Study text:
§ §

At Newington Green, the same affinity for bold form is present, but achieved by more traditional, though no less effective, construction materials and techniques.

Design Hackney-based Rivington Street Studio Architecture won the Peabody competition to turn the former disused BT site, bounded by Green Lanes and Albion Road, into an attractive, high-density urban development and in doing so beat off stiff competition. The competition entry, which has materialised almost unscathed into a dynamic £4 million scheme, comprised three broad design elements: a cylindrical tower block (with external drum staircase); low-rise housing along Albion Road; and a doctors' surgery accessed from Green Lanes.

A total of 44 one- and two-bedroom flats of mixed tenure are distributed in a seven-storey cylindrical tower and in three- and four-storey housing blocks that sit along Albion Road. The flats in the tower have all been sold at market rates, and the proceeds from those sales will go to fund other Peabody developments; the shared ownership units on Albion Road are mostly terraced and aimed at people on moderate incomes who cannot afford to buy on the open market.

Around the corner off Green Lanes is the Mildmay Medical Practice, which has its own low-rise identity and occupies mostly singlestorey accommodation located behind a cool, two-storey 'administration' block. Adjacent to this, at the base of the tower, is space earmarked for a restaurant.

Matching the scale

The overall massing of the development from seven storeys to four to three provides terraced housing along Albion Road to match the scale of the rather dull Victorian terraces opposite. Yet you cannot miss the orange-red stock brickwork that is used externally, and which would undoubtedly have proved overpowering without the inclusion of the deeply recessed balcony voids. These provide a heavily sculpted feel to the building and give each flat its own open-air space.

Articulation of the elevations is further aided by the introduction of two other design elements: western red cedar cladding for the entrances of the low-rise terraced housing and on the upper storey of the tower; and dark grey render, which provides a smart, planar feel to the off-set surgery entrance. Unfortunately, where it is applied to the seven-storey-high services and circulation zone that sits between the tower and the low-rise housing, it creates something of a discordant monolith.

§ §

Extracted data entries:
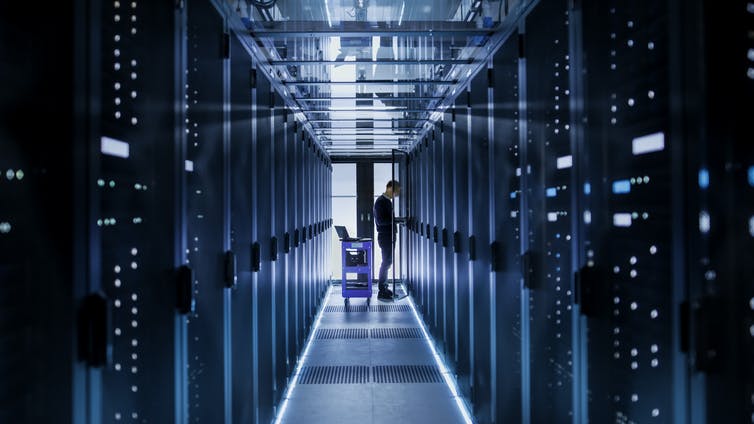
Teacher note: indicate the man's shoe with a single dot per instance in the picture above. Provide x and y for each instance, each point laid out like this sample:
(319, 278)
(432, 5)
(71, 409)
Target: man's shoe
(385, 294)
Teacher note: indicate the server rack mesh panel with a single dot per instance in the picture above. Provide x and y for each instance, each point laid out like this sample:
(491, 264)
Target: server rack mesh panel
(241, 231)
(507, 243)
(134, 201)
(478, 252)
(628, 212)
(549, 212)
(206, 211)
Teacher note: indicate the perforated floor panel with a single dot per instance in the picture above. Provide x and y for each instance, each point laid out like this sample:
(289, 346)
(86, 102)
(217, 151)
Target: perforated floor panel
(370, 368)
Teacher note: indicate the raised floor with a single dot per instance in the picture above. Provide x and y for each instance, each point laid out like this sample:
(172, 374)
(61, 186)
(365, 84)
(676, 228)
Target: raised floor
(369, 364)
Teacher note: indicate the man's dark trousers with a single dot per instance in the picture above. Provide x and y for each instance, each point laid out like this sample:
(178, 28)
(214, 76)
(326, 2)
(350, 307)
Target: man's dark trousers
(386, 245)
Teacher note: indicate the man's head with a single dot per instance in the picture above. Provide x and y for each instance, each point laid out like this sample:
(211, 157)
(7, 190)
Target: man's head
(393, 189)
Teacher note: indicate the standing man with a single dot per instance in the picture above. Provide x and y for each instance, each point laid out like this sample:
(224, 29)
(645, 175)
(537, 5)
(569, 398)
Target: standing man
(386, 230)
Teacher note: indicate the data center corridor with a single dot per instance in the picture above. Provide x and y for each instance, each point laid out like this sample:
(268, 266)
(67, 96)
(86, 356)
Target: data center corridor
(572, 239)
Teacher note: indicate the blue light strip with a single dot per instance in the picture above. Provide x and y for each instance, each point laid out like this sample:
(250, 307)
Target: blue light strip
(294, 379)
(443, 370)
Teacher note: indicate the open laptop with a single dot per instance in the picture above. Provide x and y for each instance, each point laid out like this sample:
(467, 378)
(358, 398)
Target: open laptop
(343, 234)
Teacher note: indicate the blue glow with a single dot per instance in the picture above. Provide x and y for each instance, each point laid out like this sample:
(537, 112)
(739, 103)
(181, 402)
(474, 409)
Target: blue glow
(703, 178)
(304, 355)
(621, 187)
(443, 370)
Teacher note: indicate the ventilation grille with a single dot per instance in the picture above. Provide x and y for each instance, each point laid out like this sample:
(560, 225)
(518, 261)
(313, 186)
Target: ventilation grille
(391, 308)
(349, 308)
(342, 333)
(396, 333)
(348, 374)
(365, 308)
(360, 374)
(406, 374)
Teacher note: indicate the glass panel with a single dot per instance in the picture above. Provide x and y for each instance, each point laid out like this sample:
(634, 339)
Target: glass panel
(344, 180)
(344, 209)
(365, 76)
(383, 174)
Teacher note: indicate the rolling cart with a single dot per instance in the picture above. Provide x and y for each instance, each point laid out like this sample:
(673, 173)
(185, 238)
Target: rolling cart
(357, 266)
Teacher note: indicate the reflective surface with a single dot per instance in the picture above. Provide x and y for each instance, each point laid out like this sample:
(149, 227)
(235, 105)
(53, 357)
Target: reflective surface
(367, 75)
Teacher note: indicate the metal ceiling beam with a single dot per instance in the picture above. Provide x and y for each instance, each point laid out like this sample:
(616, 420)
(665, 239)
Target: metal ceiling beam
(365, 110)
(292, 29)
(372, 82)
(319, 99)
(373, 62)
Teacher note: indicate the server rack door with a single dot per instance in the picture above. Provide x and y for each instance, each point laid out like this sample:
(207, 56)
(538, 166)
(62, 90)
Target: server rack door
(241, 219)
(205, 211)
(435, 155)
(137, 93)
(461, 188)
(442, 258)
(721, 185)
(268, 247)
(478, 242)
(427, 239)
(303, 200)
(628, 195)
(279, 171)
(449, 215)
(506, 246)
(45, 218)
(293, 227)
(429, 244)
(548, 261)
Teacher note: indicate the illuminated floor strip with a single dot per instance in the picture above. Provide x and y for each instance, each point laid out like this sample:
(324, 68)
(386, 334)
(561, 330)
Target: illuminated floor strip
(447, 377)
(451, 383)
(302, 360)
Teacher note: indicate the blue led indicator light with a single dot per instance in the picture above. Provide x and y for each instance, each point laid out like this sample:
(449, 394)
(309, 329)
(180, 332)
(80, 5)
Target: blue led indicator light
(703, 178)
(621, 186)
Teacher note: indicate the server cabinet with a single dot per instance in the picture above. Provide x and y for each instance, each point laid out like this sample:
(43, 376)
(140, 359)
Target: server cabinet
(206, 212)
(241, 234)
(427, 240)
(547, 169)
(632, 286)
(721, 217)
(478, 250)
(43, 240)
(505, 189)
(461, 190)
(291, 278)
(436, 317)
(451, 283)
(268, 242)
(138, 195)
(443, 258)
(279, 284)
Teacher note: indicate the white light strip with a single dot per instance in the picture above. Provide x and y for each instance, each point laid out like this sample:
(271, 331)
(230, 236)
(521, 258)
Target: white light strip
(648, 143)
(113, 147)
(443, 370)
(565, 162)
(327, 10)
(294, 379)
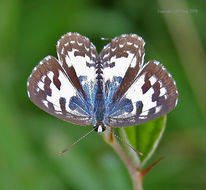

§ §

Tasks to complete:
[1] How many flats does the Newington Green development contain, according to the article about it?
[2] Please carry the Newington Green article further, picking up after its last sentence.
This data was taken from a different source than the text.

Answers by item:
[1] 44 one- and two-bedroom flats.

[2]
Masonry construction

Loadbearing masonry is the main form of construction, apart from the reinforced-concrete frame of the seven-storey tower. Cavity walls of external facing brick and internal blockwork incorporate an 85mm partially filled cavity and are used throughout, except for a small area of rendered blockwork to the entrance of the medical practice. The plane of sombre, dark-grey render, punctuated by galvanised-steel brise soleil, contrasts dramatically with the backdrop of mass orange-red brickwork.

The tower's curved brickwork has been achieved with standard bricks in stretcher bond.

The slight faceting that can result when flat faces form curves is not unattractive and to the perceptive eye has a certain geometric charm.

Still, the architect took no chances: each brick was drawn separately on CAD to ensure satisfactory construction and aesthetics.

It is a different story for the much tighter radius of the external staircase cylinder: a concrete drum clad in a 102mm brick skin, the 1.8m external radius was formed using header bond, giving tapered cross joints of 10-12mm on the outside which reduce to 5mm on the inside face. For this, snapped headers were supplied to site as 'standard' specials. Their use obviated the need to cut every single brick, thereby producing the sort of time savings which - over a seven-storey high structure - must have paid for the specials many times over.

Overall, the Peabody Trust's Newington Green development makes the most of a difficult inner-city site. Like many schemes before it, it proves that social housing can combine flair and functionality in eye-catching designs to enrich the locality. It also shows the sort of quality that can emanate from a well-managed design and build project.